WHAT THIS TASK INVOLVES = Revise the stretch of data from the line containing "trace --target=small plant" through the line containing "M63 137L9 126L8", replacing "evenodd" with "nonzero" and leaving everything else unchanged. Omit the pictures from your answer.

(Records in a dataset)
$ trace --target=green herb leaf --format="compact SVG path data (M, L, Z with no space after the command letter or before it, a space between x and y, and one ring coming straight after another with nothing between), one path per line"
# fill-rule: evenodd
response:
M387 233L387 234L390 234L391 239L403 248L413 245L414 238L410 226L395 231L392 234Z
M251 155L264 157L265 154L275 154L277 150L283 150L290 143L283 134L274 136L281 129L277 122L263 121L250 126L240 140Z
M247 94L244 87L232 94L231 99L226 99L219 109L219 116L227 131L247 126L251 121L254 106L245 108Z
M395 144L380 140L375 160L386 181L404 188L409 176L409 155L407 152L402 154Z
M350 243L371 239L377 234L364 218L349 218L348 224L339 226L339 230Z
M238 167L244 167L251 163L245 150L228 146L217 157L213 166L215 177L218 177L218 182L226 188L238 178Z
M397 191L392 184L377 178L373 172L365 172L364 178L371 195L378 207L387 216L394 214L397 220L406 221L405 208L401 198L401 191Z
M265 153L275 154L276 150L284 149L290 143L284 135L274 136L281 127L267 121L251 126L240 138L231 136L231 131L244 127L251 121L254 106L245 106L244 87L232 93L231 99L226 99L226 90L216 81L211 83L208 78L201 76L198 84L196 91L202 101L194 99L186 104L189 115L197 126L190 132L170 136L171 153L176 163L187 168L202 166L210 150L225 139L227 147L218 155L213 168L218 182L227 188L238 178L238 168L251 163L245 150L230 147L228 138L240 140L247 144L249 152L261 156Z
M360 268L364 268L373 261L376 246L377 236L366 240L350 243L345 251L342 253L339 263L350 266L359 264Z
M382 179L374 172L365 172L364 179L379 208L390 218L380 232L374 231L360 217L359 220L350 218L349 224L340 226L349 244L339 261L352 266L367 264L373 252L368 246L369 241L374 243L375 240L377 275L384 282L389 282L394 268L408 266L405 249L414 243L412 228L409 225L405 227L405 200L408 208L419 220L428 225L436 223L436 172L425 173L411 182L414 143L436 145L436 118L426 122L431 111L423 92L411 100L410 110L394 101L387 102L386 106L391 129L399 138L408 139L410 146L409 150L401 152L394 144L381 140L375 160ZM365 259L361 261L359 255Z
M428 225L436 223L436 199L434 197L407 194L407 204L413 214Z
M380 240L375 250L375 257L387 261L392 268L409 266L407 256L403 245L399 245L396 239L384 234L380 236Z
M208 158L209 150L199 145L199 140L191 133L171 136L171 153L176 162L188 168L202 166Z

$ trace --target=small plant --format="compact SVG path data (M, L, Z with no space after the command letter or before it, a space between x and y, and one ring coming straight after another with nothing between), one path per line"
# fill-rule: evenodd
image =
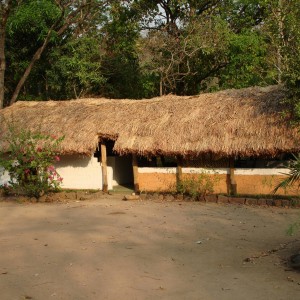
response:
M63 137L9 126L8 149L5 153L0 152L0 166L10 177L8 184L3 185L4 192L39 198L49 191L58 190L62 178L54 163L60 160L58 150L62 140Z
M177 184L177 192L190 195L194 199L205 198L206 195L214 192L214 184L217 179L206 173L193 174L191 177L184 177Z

--

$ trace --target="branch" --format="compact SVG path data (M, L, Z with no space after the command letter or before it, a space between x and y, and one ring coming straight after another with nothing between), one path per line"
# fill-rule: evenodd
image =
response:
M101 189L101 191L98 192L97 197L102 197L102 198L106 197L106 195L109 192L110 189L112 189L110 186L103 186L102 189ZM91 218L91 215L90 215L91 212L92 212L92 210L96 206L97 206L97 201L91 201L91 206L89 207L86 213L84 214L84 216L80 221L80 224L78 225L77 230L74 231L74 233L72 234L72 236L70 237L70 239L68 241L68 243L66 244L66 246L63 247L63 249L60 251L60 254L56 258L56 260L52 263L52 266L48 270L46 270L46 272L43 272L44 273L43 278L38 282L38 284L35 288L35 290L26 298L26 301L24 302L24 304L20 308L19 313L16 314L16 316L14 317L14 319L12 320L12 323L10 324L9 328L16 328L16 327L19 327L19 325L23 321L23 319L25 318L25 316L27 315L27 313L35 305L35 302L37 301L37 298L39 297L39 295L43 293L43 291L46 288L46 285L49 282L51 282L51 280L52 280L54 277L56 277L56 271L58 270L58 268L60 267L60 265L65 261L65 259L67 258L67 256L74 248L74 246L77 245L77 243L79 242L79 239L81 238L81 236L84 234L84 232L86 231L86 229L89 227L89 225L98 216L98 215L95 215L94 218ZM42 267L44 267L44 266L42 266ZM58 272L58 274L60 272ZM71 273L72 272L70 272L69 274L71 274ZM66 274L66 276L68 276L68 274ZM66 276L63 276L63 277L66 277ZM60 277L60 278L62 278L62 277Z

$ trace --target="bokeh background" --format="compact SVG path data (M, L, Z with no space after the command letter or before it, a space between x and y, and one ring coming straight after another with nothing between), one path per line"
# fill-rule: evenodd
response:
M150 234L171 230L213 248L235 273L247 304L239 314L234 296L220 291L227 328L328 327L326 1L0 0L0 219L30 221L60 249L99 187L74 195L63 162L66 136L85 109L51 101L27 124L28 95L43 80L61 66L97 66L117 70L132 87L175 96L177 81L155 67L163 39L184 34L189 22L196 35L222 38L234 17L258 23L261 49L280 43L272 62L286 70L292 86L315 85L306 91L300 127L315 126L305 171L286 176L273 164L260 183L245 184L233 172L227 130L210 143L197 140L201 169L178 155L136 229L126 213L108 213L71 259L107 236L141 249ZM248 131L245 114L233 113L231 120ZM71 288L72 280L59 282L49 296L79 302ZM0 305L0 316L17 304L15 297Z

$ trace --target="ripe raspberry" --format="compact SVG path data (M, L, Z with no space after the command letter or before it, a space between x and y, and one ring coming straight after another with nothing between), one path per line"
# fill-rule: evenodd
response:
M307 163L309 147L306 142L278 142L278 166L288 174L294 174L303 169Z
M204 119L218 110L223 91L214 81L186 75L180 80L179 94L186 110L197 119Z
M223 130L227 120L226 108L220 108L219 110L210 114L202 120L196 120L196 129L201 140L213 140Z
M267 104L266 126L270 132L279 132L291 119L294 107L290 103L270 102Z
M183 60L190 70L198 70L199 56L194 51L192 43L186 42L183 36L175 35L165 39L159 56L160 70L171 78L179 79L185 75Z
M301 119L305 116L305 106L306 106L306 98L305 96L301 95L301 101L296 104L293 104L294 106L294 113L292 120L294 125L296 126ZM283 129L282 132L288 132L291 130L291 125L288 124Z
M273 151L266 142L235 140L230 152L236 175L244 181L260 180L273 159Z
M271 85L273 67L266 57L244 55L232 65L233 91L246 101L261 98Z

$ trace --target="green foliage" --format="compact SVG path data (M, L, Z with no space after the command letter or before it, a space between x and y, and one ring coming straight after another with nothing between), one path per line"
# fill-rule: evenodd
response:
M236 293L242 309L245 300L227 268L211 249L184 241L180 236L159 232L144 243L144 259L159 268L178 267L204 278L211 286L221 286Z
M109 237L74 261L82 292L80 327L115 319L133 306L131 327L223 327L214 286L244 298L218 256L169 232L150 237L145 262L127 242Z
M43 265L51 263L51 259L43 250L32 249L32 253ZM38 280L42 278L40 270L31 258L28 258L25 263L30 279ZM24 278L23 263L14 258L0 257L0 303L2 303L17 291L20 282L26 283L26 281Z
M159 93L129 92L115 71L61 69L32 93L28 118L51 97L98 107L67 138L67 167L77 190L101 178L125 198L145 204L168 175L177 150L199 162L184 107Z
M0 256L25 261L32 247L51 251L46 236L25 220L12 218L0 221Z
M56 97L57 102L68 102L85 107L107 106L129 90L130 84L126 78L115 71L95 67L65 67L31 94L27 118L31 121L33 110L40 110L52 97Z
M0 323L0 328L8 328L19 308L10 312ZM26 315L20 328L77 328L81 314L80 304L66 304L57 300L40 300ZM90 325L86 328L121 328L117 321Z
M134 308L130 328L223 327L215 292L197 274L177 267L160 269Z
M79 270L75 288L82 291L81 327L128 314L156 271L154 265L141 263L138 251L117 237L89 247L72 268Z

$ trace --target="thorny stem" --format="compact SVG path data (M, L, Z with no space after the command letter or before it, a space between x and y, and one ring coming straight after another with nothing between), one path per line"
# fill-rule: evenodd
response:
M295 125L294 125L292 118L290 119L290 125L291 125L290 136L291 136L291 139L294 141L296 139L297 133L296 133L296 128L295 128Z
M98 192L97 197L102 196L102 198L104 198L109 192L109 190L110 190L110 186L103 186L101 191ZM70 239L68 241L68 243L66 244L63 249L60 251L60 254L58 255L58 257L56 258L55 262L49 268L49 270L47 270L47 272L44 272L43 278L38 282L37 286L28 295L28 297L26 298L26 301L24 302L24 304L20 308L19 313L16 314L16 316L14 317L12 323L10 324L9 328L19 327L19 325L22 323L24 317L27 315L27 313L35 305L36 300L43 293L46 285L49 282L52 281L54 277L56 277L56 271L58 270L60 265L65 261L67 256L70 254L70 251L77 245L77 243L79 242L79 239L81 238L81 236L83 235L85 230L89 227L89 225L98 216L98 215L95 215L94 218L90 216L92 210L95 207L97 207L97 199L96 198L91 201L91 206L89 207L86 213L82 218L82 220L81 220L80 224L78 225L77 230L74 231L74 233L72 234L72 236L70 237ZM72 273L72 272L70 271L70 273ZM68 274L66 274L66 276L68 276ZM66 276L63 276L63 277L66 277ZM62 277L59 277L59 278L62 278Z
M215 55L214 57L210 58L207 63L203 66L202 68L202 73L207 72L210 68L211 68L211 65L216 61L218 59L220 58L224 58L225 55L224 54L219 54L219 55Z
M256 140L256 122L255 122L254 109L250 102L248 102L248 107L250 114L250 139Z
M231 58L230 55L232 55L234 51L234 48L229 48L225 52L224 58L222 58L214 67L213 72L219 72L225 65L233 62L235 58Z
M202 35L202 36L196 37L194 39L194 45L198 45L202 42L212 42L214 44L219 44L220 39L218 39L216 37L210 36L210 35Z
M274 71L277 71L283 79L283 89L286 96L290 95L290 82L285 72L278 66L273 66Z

* * *

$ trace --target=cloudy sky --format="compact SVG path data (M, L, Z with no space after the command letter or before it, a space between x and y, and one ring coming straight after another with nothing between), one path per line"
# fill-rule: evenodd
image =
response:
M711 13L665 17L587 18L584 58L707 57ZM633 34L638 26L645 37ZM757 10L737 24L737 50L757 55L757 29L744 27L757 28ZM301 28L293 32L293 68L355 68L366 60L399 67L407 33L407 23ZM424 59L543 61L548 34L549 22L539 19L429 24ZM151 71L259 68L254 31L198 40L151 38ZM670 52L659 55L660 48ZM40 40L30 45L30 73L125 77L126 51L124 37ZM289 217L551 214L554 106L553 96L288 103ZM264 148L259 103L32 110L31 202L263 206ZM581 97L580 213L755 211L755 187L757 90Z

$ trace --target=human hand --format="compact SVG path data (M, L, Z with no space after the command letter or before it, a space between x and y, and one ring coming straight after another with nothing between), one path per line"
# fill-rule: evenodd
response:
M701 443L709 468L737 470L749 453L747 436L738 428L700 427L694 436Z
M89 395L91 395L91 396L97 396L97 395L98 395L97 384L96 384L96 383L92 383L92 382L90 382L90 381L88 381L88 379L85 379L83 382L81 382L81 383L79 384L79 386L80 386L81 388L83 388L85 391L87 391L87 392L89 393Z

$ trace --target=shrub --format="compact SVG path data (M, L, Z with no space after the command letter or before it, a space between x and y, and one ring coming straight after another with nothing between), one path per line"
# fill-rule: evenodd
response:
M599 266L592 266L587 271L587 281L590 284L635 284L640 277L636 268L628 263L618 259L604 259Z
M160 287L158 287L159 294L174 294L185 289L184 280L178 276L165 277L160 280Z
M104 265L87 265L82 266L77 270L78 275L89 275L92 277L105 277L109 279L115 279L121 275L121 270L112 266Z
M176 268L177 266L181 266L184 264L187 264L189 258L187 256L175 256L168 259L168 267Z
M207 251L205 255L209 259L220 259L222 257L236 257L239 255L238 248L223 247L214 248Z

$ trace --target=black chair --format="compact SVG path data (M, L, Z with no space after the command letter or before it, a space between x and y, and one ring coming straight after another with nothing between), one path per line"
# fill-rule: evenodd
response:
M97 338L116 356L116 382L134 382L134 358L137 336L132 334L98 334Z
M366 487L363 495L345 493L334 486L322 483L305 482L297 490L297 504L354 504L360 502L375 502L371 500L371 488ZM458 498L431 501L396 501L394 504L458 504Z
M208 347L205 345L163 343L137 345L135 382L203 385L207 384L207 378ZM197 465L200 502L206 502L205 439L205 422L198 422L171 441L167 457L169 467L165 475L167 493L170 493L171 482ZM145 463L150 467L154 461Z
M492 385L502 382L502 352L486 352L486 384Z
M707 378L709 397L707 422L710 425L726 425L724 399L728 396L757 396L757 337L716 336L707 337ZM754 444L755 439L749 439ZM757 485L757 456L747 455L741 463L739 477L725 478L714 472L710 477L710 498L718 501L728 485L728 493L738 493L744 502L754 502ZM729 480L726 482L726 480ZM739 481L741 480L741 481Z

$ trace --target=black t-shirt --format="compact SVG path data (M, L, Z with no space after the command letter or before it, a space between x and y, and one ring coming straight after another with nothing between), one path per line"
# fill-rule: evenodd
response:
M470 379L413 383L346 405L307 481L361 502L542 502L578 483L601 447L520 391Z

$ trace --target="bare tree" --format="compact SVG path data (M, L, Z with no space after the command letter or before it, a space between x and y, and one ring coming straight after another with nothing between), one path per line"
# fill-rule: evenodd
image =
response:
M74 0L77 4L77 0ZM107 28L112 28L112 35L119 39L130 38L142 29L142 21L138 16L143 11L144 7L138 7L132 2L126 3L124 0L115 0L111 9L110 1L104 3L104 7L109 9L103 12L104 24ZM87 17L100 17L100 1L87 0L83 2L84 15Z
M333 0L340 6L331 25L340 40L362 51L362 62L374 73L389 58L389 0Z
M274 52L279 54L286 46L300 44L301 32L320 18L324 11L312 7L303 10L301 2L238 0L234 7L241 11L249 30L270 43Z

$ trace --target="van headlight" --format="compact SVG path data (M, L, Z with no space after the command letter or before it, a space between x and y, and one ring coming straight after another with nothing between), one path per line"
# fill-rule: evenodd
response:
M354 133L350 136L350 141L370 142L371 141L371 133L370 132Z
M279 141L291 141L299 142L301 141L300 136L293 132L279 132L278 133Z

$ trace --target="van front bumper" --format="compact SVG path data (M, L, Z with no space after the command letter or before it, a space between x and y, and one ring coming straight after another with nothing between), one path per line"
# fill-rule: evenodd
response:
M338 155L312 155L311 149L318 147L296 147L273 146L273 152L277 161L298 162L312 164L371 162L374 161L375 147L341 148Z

SOLVED PROBLEM =
$ trace --target=small plant --format="compact SVG path data (M, L, Z with no space after the command letter or before it, a space between x and y, and one ring coming straight after another with nothing between), one path per line"
# fill-rule: nonzero
image =
response:
M63 137L9 126L8 149L5 153L0 152L0 166L10 177L8 184L3 185L4 192L39 198L49 191L58 190L62 178L54 163L60 160L58 150L62 140Z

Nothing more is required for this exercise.